__자료__:
━━━━━━

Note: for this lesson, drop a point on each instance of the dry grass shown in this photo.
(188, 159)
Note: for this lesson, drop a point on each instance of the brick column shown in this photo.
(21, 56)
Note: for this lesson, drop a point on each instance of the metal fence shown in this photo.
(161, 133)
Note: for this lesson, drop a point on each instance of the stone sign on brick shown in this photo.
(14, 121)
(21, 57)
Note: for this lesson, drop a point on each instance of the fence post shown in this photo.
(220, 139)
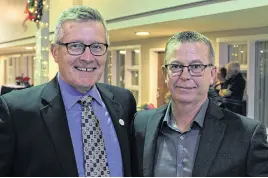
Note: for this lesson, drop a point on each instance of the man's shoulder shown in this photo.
(238, 121)
(142, 117)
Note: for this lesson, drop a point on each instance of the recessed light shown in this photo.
(142, 33)
(28, 48)
(122, 52)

━━━━━━

__요청 내용__:
위 자료의 모든 줄을 요청 문장까지 그대로 다시 적되, 답에 나온 좌표 숫자는 모두 1.9배로 늘려 정수로 반올림하세요(0.5는 올림). 그림은 답에 넣지 마세요.

__아래 답변__:
Note: for this lesson, drop a point on each instance of the dry grass shown in this photo.
(357, 302)
Note: for this lesson, drop a point on each instance of the brick column shown in this photo.
(40, 106)
Note: for this lesson, drop a point on each instance of the metal fence shown in this photo.
(306, 253)
Note: for this lesson, drop a point on each instance of the stone sign on brick shown in this photo.
(27, 230)
(40, 108)
Note: for this lesson, drop a point on each instance of the fence post shown in this photo.
(418, 264)
Note: for this lesson, drop a point on each instance of the man's shoulder shown in this photo.
(452, 230)
(270, 222)
Note: for this lesson, drop a point on each instance of the recessed light shown in this photo.
(270, 63)
(53, 91)
(232, 99)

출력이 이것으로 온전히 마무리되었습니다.